→ **PROVIDED RECORDS**:
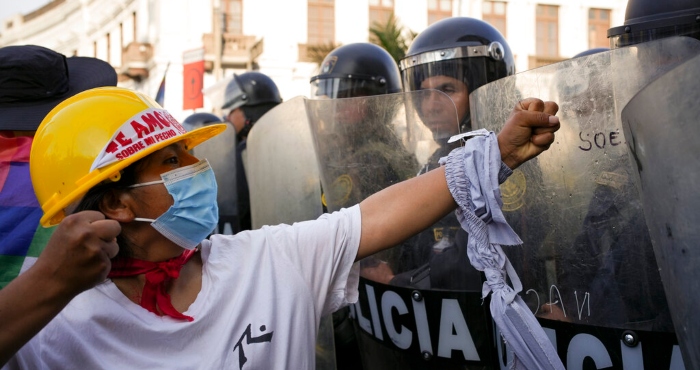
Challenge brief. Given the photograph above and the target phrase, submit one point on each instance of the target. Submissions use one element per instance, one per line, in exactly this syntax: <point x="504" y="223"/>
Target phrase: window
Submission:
<point x="134" y="20"/>
<point x="439" y="9"/>
<point x="232" y="11"/>
<point x="380" y="11"/>
<point x="598" y="25"/>
<point x="547" y="20"/>
<point x="494" y="13"/>
<point x="321" y="28"/>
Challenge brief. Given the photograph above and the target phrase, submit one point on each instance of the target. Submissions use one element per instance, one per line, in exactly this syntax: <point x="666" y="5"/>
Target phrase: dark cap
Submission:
<point x="34" y="79"/>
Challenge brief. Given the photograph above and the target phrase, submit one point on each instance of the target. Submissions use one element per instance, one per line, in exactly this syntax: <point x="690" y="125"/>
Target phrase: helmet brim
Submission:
<point x="55" y="210"/>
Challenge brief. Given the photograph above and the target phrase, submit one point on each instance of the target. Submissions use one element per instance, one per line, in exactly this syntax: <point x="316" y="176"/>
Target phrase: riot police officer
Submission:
<point x="221" y="154"/>
<point x="650" y="22"/>
<point x="248" y="97"/>
<point x="454" y="56"/>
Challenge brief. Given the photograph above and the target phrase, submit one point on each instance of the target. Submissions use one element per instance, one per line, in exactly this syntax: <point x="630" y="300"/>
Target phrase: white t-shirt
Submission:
<point x="263" y="294"/>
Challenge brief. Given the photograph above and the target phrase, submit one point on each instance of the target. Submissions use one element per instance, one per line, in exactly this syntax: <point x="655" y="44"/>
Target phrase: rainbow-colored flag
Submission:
<point x="21" y="236"/>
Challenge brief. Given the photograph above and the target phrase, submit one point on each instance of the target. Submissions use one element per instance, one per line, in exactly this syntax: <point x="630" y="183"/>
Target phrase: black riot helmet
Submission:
<point x="250" y="89"/>
<point x="200" y="119"/>
<point x="648" y="20"/>
<point x="354" y="70"/>
<point x="467" y="49"/>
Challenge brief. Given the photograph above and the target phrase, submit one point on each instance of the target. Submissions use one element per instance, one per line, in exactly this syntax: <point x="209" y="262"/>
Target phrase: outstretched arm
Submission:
<point x="76" y="258"/>
<point x="404" y="209"/>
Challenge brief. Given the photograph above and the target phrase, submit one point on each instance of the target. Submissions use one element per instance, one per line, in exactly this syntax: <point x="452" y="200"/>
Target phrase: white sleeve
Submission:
<point x="324" y="250"/>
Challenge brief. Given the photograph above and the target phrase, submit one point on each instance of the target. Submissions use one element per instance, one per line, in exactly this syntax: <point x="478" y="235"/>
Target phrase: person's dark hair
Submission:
<point x="91" y="202"/>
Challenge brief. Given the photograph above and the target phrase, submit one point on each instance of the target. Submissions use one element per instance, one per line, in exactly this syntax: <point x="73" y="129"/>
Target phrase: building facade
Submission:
<point x="146" y="40"/>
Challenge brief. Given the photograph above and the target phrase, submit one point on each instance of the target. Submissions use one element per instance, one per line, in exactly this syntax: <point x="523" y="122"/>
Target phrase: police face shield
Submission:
<point x="456" y="72"/>
<point x="420" y="303"/>
<point x="347" y="87"/>
<point x="660" y="124"/>
<point x="234" y="96"/>
<point x="587" y="264"/>
<point x="635" y="34"/>
<point x="285" y="187"/>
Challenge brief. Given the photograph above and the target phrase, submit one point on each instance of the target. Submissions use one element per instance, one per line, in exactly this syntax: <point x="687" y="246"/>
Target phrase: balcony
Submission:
<point x="237" y="51"/>
<point x="137" y="59"/>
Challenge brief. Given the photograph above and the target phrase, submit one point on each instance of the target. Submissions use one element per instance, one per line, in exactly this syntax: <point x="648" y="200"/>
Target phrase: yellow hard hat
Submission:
<point x="91" y="136"/>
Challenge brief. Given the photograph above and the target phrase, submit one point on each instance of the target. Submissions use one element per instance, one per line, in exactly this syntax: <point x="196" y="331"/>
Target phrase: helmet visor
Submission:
<point x="336" y="88"/>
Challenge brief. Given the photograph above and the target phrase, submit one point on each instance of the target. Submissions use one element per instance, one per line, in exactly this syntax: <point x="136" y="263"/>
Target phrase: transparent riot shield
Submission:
<point x="587" y="264"/>
<point x="420" y="303"/>
<point x="220" y="151"/>
<point x="663" y="135"/>
<point x="282" y="172"/>
<point x="284" y="186"/>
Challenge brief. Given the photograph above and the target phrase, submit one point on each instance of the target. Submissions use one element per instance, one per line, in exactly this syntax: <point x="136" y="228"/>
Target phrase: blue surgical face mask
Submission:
<point x="194" y="214"/>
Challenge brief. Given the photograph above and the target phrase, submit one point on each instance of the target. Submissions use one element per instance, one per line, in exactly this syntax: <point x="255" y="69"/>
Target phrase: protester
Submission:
<point x="248" y="97"/>
<point x="33" y="80"/>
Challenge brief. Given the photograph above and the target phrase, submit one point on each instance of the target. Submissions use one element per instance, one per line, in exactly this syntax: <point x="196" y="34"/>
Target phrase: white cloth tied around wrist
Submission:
<point x="473" y="173"/>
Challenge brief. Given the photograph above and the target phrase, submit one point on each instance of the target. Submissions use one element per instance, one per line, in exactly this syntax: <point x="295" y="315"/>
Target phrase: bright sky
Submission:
<point x="11" y="7"/>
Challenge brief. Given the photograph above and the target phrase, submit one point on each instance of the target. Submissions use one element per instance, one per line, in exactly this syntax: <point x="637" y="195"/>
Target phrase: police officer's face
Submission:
<point x="237" y="118"/>
<point x="438" y="116"/>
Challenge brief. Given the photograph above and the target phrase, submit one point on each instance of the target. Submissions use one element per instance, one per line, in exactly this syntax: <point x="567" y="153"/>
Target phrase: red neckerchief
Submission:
<point x="157" y="275"/>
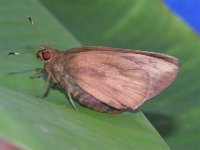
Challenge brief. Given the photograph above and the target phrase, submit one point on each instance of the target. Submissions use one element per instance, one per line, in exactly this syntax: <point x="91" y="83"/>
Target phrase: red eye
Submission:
<point x="46" y="55"/>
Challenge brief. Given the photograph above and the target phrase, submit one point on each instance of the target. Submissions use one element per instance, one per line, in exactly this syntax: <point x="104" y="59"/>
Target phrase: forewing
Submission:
<point x="162" y="69"/>
<point x="112" y="79"/>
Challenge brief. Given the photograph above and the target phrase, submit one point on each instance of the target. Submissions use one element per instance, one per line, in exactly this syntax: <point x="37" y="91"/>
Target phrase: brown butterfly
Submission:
<point x="108" y="79"/>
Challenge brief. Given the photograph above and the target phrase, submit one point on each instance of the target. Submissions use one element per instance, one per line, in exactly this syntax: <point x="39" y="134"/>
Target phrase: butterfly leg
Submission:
<point x="46" y="86"/>
<point x="71" y="101"/>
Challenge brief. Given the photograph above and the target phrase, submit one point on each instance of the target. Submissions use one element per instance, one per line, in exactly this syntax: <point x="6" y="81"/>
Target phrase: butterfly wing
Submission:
<point x="121" y="79"/>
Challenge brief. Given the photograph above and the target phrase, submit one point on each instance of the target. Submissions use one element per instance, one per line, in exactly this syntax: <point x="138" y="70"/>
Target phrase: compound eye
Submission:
<point x="46" y="55"/>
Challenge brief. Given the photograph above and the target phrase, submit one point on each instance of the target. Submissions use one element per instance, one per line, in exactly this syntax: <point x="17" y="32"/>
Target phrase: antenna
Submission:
<point x="36" y="29"/>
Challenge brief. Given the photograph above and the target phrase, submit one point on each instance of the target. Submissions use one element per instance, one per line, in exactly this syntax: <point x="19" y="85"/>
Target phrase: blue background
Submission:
<point x="188" y="10"/>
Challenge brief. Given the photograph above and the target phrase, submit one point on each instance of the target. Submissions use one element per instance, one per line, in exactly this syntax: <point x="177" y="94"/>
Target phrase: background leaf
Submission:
<point x="51" y="123"/>
<point x="146" y="25"/>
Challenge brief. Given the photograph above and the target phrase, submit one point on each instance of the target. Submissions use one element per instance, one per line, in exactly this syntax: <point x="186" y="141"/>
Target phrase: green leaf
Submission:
<point x="147" y="25"/>
<point x="51" y="123"/>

→ **YOUR TASK**: Look through the entries. Copy out each line with "white" in it.

→ **FINAL ANSWER**:
Target phrase: white t-shirt
Target phrase: white sleeve
Target phrase: white cloth tied around wrist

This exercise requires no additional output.